§ EXCERTO DO DOCUMENTO:
▼
II - PRESSUPOSTOS PROCESSUAIS
Este Tribunal é o competente em razão da nacionalidade, matéria e hierarquia.
O processo é o próprio e não há nulidades.
As partes gozam de personalidade e capacidade judiciária e são dotadas de legitimidade “ad causam”.
Não há outras excepções ou questões prévias que obstem ao conhecimento do mérito.
    III - FACTOS
    Com pertinência, têm-se por assentes os factos seguintes:
  
   O recorrente foi notificado do indeferimento de autorização de residência nos seguintes termos:
  
  “CORPO DE POLÍCIA DE SEGURANÇA PÚBLICA
  SERVIÇO DE MIGRAÇÃO
  
  Notificação
  n.º 100372/CESMNOT/2015P
  Venho por este meio informar o Sr. A (portadora do BIR Hong Kong permanente n.º ZXXXXXX(X)), que quanto ao seu pedido de concessão de autorização de fixação de residência no Território, constante do seu requerimento apresentado aos 11 de Setembro de 2014, o Secretário para a Segurança proferiu despacho aos 23 de Março de 2015, conforme o parecer no relatório n.º 300030/CESMFR/2015P do Serviço de Migração do CPSP – de indeferimento do seu pedido de fixação de residência.
▲
§ TAREFAS:
a – Segundo o excerto processual sobre o pedido de residência, em que data proferiu despacho o Secretário para a Segurança?
b – Reproduza do excerto processual sobre o pedido de residência tudo desde "Não há outras" até "fixação de residência.".
c – Prossiga o excerto processual sobre o pedido de residência a partir da última frase apresentada.
Estas linhas provêm de outra fonte.

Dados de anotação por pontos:
▼
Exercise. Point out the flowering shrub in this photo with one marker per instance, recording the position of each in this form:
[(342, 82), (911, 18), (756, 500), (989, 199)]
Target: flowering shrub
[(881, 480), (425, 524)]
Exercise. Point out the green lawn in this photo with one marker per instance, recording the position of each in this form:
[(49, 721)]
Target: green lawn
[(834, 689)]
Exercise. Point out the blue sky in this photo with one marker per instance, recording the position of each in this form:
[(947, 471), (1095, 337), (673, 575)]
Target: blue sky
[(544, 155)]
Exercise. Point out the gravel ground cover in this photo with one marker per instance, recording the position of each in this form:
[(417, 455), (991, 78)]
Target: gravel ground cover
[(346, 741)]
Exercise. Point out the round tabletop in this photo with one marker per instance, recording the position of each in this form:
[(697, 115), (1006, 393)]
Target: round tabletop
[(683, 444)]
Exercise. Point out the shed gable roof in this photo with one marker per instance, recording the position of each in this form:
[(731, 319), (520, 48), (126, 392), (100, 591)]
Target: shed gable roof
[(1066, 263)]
▲
▼
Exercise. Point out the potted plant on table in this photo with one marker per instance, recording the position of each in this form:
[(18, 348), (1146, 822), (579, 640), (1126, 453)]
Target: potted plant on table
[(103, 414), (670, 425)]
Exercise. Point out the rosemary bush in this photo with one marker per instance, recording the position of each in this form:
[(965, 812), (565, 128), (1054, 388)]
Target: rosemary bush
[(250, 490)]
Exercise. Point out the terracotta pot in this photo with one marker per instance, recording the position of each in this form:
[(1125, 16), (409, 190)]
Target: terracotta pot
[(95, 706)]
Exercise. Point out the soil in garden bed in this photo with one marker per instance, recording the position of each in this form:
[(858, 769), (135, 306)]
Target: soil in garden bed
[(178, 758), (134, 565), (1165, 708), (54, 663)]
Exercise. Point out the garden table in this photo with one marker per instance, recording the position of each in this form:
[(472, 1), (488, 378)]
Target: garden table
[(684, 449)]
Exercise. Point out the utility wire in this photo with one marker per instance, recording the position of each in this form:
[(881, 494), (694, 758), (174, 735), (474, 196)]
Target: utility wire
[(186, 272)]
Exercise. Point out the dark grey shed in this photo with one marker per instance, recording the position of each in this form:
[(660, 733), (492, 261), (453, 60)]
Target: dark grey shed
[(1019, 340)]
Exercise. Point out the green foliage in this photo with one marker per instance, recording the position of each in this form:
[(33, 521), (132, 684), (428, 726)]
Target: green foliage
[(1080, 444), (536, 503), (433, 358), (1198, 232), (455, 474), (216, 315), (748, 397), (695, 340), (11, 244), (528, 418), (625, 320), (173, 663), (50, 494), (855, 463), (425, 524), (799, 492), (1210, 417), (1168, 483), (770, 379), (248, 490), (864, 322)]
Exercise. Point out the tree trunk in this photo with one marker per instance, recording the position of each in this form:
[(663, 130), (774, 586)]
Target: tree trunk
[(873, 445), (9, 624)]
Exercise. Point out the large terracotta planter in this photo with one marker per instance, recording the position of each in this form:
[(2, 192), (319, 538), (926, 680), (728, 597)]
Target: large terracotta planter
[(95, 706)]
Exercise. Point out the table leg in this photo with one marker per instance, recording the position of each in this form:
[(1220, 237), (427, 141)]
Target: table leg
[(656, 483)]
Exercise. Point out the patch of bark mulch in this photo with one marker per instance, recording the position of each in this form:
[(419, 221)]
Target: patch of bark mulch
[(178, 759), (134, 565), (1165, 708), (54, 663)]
▲
§ RESPOSTAS:
a – Aos 23 de Março de 2015.

b –
Não há outras excepções ou questões prévias que obstem ao conhecimento do mérito.
    III - FACTOS
    Com pertinência, têm-se por assentes os factos seguintes:
  
   O recorrente foi notificado do indeferimento de autorização de residência nos seguintes termos:
  
  “CORPO DE POLÍCIA DE SEGURANÇA PÚBLICA
  SERVIÇO DE MIGRAÇÃO
  
  Notificação
  n.º 100372/CESMNOT/2015P
  Venho por este meio informar o Sr. A (portadora do BIR Hong Kong permanente n.º ZXXXXXX(X)), que quanto ao seu pedido de concessão de autorização de fixação de residência no Território, constante do seu requerimento apresentado aos 11 de Setembro de 2014, o Secretário para a Segurança proferiu despacho aos 23 de Março de 2015, conforme o parecer no relatório n.º 300030/CESMFR/2015P do Serviço de Migração do CPSP – de indeferimento do seu pedido de fixação de residência.

c –
  Reproduz-se aqui o parecer do relatório acima identificado:
  1. o requerente, do sexo masculino, casado, 27 anos, nascido em Hong Kong, da nacionalidade chinesa, portador do BIR Hong Kong permanente, requer agora concessão de autorização de fixação de residência em Macau, a fim de poder se reunir com o cônjuge portador do BIRM permanente.
  
  2. Segundo o ofício n.º CNCC15859/14 assinado e emitido pelos Serviços dos Assuntos Policiais de Hong Kong, está confirmado que o requerente tem o seguinte registo crimial em Hong Kong (nota e tradução não oficiais)
  
Data
Crime
Consequência
* 12/12/2006
Guarda de drogas perigosas
Multa no valor de $1000.00
  * Nos termos do artigo 2(1) do Regulamento de Reabilitação dos Infractores ("Rehabilitation of Offenders Ordinance"), a condenação deste crime já se deve dar como caduca em Hong Kong.
  
  3. De acordo com o supra número 2, tendo em conta a existência do “antecedente criminal” do requerente, é de indeferir o seu requerimento de autorização de fixação de residência.
  
  4. Após o processo de audiência escrita, o cônjuge do requerente apresentou a este serviço alegações escritas e documentos respeitantes.
  
  5. Tendo em conta a insuficiência dos motivos alegados pelo requerente durante a fase de audiência, sugere-se indeferir o presente requerimento de autorização de fixação de residência, nos termos do artigo 9.º, n.º 2, alínea 1) (antecedentes criminais) da Lei n.º 4/2003.
  
  Pode-se recorrer contenciosamente do acto administrativo acima referido ao TSI, nos termos do art.º 25.º do Código de Processo Administrativo Contencioso.
  
  O subcomissário,
  XXX (ass.: vd. o original)
  pel’
  O Chefe do Comissariado de Estrangeiro,
  XXX
  Comissário
  Ao 1 de Abril de 2015”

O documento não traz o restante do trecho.